▸ **STUDY MATERIAL**

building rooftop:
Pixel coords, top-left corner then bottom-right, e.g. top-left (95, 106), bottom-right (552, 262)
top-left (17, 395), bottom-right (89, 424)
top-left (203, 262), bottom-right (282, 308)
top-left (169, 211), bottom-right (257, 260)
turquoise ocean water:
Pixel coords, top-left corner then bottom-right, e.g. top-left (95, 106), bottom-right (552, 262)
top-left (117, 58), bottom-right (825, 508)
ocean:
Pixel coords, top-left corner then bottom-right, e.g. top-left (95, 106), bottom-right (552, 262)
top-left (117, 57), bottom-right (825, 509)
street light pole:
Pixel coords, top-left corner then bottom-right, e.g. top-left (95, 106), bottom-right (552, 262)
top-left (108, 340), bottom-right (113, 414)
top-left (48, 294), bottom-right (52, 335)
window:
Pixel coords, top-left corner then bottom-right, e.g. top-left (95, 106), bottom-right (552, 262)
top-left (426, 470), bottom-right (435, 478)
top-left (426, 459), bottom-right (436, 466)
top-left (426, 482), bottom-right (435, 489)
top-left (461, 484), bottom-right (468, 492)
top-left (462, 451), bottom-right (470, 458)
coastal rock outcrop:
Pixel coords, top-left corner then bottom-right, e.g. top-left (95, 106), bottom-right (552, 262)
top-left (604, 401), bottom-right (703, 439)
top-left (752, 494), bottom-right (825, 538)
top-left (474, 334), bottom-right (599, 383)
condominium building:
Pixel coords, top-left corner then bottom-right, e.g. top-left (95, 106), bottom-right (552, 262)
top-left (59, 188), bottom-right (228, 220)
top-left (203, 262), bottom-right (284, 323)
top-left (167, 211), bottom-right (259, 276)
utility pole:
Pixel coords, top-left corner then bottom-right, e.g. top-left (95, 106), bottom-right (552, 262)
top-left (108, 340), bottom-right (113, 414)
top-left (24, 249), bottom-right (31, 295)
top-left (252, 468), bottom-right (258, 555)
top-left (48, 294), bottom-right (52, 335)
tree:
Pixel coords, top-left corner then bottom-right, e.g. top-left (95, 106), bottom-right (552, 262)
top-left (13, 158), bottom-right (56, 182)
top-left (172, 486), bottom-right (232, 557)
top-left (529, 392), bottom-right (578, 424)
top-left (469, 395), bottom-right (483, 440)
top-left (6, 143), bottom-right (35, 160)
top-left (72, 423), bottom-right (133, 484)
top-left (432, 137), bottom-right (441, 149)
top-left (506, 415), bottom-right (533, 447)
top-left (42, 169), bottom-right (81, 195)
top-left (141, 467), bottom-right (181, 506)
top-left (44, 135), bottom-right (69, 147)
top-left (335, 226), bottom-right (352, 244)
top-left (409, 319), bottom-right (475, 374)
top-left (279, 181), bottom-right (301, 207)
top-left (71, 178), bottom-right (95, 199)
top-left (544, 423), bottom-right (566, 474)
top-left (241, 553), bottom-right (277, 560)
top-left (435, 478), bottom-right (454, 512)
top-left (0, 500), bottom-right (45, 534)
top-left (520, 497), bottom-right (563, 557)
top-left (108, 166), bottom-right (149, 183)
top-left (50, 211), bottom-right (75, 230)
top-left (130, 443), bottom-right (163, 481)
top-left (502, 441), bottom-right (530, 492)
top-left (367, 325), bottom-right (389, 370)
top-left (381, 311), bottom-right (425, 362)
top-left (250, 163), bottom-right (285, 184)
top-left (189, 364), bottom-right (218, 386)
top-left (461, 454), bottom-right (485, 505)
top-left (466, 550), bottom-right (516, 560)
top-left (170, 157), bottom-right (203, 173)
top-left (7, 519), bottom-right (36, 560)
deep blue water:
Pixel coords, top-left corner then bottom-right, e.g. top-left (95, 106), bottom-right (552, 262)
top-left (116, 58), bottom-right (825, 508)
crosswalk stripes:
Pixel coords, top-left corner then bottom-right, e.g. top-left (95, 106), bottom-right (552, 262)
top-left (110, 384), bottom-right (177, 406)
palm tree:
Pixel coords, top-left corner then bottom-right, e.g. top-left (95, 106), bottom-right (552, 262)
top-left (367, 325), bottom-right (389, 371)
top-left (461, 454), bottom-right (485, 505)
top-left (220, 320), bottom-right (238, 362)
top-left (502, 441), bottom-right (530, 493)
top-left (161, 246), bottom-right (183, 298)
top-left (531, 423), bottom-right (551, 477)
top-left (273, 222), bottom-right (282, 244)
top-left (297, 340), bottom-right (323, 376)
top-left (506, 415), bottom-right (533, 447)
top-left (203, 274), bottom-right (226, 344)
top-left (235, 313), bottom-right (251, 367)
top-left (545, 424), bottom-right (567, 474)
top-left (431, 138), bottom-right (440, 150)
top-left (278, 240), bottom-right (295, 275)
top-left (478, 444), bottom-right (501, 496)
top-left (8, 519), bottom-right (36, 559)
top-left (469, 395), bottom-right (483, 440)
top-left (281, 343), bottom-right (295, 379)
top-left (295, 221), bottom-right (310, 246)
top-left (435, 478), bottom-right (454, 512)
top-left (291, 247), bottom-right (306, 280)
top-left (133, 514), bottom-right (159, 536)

▸ **WHAT YOU SHOULD DO**
The result is a copy of every line above where the word "water" shows up.

▸ **SOLUTION TO THIS TASK**
turquoise ocean water:
deep blue water:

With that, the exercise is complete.